# Items:
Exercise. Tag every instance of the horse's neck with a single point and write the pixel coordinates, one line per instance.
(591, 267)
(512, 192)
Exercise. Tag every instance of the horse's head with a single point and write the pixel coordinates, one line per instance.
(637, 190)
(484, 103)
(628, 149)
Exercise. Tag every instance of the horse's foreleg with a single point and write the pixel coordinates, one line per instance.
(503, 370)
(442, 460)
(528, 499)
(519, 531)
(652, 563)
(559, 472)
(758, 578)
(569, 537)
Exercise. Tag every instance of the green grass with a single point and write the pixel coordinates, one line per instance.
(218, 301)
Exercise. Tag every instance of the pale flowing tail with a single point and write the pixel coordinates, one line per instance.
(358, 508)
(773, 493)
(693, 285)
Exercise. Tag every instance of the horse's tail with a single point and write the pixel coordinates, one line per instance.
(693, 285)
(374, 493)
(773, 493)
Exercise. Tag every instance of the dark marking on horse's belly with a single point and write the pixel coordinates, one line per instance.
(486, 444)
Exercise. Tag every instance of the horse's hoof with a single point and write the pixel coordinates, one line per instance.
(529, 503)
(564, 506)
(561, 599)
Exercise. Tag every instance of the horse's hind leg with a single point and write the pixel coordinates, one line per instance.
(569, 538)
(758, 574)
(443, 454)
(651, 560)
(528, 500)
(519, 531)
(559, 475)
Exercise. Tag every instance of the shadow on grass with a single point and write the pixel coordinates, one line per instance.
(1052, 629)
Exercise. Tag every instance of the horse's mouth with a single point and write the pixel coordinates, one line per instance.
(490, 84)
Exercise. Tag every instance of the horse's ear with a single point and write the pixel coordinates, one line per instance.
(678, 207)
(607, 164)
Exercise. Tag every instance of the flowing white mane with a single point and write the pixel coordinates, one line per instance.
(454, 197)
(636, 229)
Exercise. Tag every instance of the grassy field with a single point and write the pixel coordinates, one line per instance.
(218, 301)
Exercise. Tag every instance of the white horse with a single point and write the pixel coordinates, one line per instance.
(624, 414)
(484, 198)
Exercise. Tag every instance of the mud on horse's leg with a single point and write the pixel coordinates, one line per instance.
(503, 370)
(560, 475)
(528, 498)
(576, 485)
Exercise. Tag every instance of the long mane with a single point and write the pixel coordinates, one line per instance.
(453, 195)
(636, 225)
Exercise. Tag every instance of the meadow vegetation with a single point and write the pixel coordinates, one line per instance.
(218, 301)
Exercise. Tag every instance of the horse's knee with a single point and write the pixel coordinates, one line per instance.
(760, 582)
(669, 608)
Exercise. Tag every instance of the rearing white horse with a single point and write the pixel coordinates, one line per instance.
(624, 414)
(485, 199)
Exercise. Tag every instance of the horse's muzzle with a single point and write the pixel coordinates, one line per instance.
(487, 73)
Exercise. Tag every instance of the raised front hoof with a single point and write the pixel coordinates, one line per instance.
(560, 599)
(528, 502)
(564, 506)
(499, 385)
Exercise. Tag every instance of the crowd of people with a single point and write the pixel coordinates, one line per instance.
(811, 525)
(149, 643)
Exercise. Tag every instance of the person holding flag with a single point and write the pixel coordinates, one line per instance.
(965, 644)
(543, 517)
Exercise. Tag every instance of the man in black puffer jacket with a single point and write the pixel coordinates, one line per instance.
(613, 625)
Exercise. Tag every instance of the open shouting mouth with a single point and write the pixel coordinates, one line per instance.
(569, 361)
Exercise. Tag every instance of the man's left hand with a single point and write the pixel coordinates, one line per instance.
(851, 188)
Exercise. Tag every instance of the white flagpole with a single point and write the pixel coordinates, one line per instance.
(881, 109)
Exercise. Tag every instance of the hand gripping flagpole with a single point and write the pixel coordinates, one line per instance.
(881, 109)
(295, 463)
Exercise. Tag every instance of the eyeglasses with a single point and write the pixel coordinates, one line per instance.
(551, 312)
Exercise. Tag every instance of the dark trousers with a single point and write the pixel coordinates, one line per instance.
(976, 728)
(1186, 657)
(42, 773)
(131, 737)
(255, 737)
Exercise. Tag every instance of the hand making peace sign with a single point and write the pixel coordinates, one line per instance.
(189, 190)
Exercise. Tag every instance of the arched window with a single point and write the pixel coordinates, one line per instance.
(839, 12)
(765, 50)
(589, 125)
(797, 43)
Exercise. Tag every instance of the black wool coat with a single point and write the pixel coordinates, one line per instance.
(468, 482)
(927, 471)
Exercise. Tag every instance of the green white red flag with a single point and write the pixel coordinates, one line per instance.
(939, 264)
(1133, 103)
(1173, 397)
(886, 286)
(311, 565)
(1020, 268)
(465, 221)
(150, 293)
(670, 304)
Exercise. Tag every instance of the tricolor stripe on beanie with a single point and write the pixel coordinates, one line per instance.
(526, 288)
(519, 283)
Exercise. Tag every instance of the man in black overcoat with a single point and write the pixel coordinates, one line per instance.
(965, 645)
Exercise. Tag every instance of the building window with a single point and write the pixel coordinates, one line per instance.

# Written exercise:
Rewrite all of the items above as a JSON list of strings, with each line as its own string and any blank lines omitted.

# Final answer:
[
  "Exercise. Tag every instance of the horse's neck with a single point and write the pixel coordinates, one line per instance.",
  "(591, 267)",
  "(512, 192)",
  "Exercise. Tag every instance of the horse's head with a single point and write the pixel coordinates, one line per instance.",
  "(637, 190)",
  "(484, 103)",
  "(628, 149)",
  "Exercise. Tag every instance of the horse's foreleg with a single point and write the pixel coordinates, one line per instance.",
  "(503, 370)",
  "(442, 460)",
  "(528, 499)",
  "(519, 531)",
  "(652, 563)",
  "(559, 472)",
  "(758, 578)",
  "(569, 537)",
  "Exercise. Tag every instance of the green grass with a single point and write the pixel coordinates, one line per instance.",
  "(218, 301)",
  "Exercise. Tag every instance of the pale flowing tail with a single point and write the pixel coordinates, one line per instance.",
  "(358, 508)",
  "(773, 493)",
  "(693, 285)",
  "Exercise. Tag every instance of the horse's tail with a single point and write the pixel coordinates, one line per instance.",
  "(693, 285)",
  "(374, 493)",
  "(773, 493)",
  "Exercise. Tag every instance of the dark marking on horse's belly with a single point and write the pixel coordinates, one line per instance.",
  "(486, 444)",
  "Exercise. Tag every instance of the horse's hoof with a single point and write the pixel coordinates, one line per instance.",
  "(529, 503)",
  "(564, 506)",
  "(561, 599)",
  "Exercise. Tag every instance of the horse's hind leg with a single point and write the pixel coordinates, one line per instance.",
  "(569, 538)",
  "(758, 574)",
  "(443, 454)",
  "(651, 560)",
  "(528, 500)",
  "(519, 531)",
  "(559, 475)",
  "Exercise. Tag every instance of the shadow on grass with a single point and write the pixel coordinates, one line per instance.",
  "(1052, 629)",
  "Exercise. Tag every instance of the horse's mouth with a single point and write the pixel coordinates, one line per instance.",
  "(490, 84)",
  "Exercise. Tag every instance of the horse's ear with a single point and write the pixel coordinates, one line per instance.",
  "(678, 207)",
  "(607, 164)",
  "Exercise. Tag every instance of the flowing white mane with a single point and write the pixel coordinates, one line per instance.",
  "(454, 197)",
  "(636, 229)",
  "Exercise. Tag every instance of the grassy field with a single point and write the pixel coordinates, one line per instance.",
  "(218, 301)",
  "Exercise. Tag every instance of the white horse with a single point and write the pixel coordinates, one line per instance.",
  "(624, 414)",
  "(484, 198)",
  "Exercise. Tag every instance of the mud on horse's leg with a single point and write the pixel coordinates, one line per instance.",
  "(503, 370)",
  "(560, 475)",
  "(528, 498)",
  "(576, 485)",
  "Exercise. Tag every instance of the long mane with a single point and write the pixel coordinates, one line per instance.",
  "(453, 195)",
  "(636, 225)",
  "Exercise. Tag every instance of the meadow vegetation with a single point and write the pixel coordinates, one line per instance.",
  "(218, 301)",
  "Exercise. Tag every instance of the horse's knee with a single point and write the pixel coordinates, one line per instance.",
  "(760, 582)",
  "(669, 608)",
  "Exercise. Tag every instance of the rearing white horse with a single point and write the pixel coordinates, one line per instance.",
  "(624, 414)",
  "(485, 199)",
  "Exercise. Tag every instance of the horse's muzzle with a single point and write the pixel coordinates, one line per instance.",
  "(487, 73)",
  "Exercise. Tag every instance of the raised front hoof with a single point and write the pixel coordinates, one line per instance.",
  "(560, 599)",
  "(528, 502)",
  "(564, 506)",
  "(499, 385)",
  "Exercise. Tag every instance of the crowd of people with a single point and write the pixel coordinates, one line per instance.",
  "(811, 525)",
  "(149, 643)",
  "Exercise. Tag every instance of the person holding flag with a single point and write the pixel coordinates, one line per instance.",
  "(965, 644)",
  "(543, 517)",
  "Exercise. Tag every instance of the man in black puffer jacket with a single point and write the pixel coordinates, one line per instance.",
  "(613, 625)",
  "Exercise. Tag every instance of the open shouting mouth with a single point and write the pixel coordinates, one line per instance.",
  "(569, 361)",
  "Exercise. Tag every instance of the man's left hand with a single point and write the pixel coordinates, one line per instance.",
  "(851, 188)",
  "Exercise. Tag every instance of the white flagpole with a single point and write the pixel coordinates, one line per instance.",
  "(881, 109)",
  "Exercise. Tag every instance of the hand gripping flagpole with a single point and write the pixel coordinates, one line per instance.",
  "(881, 109)",
  "(295, 463)",
  "Exercise. Tag every instance of the eyeglasses with a single point and write the pixel coordinates, one line per instance.",
  "(551, 312)",
  "Exercise. Tag every instance of the dark trousers with a single point and write the pixel coordinates, one line per instance.",
  "(976, 728)",
  "(1186, 657)",
  "(42, 773)",
  "(131, 737)",
  "(255, 737)",
  "Exercise. Tag every instance of the hand making peace sign with a single point and write the pixel coordinates, one line per instance.",
  "(189, 190)",
  "Exercise. Tag every instance of the arched window with a single point and write the pixel coordinates, one line per instance.",
  "(839, 12)",
  "(765, 50)",
  "(589, 125)",
  "(797, 43)",
  "Exercise. Tag every instance of the black wool coat with a single point and write the pixel coordinates, one line per instance.",
  "(468, 482)",
  "(927, 471)",
  "Exercise. Tag every instance of the green white red flag with a single point and write the pixel coordinates, one line per instance.",
  "(939, 264)",
  "(1133, 103)",
  "(1173, 397)",
  "(886, 286)",
  "(311, 565)",
  "(1020, 268)",
  "(465, 221)",
  "(150, 293)",
  "(670, 304)",
  "Exercise. Tag every instance of the tricolor stripe on beanie with a single point and write the pixel coordinates, one line per instance.",
  "(526, 288)",
  "(519, 283)",
  "Exercise. Tag every instance of the man in black overcoat with a single point and write the pixel coordinates, one line per instance.",
  "(965, 645)",
  "Exercise. Tag every instance of the building window with a single point and write the pixel coordinates, one line per instance."
]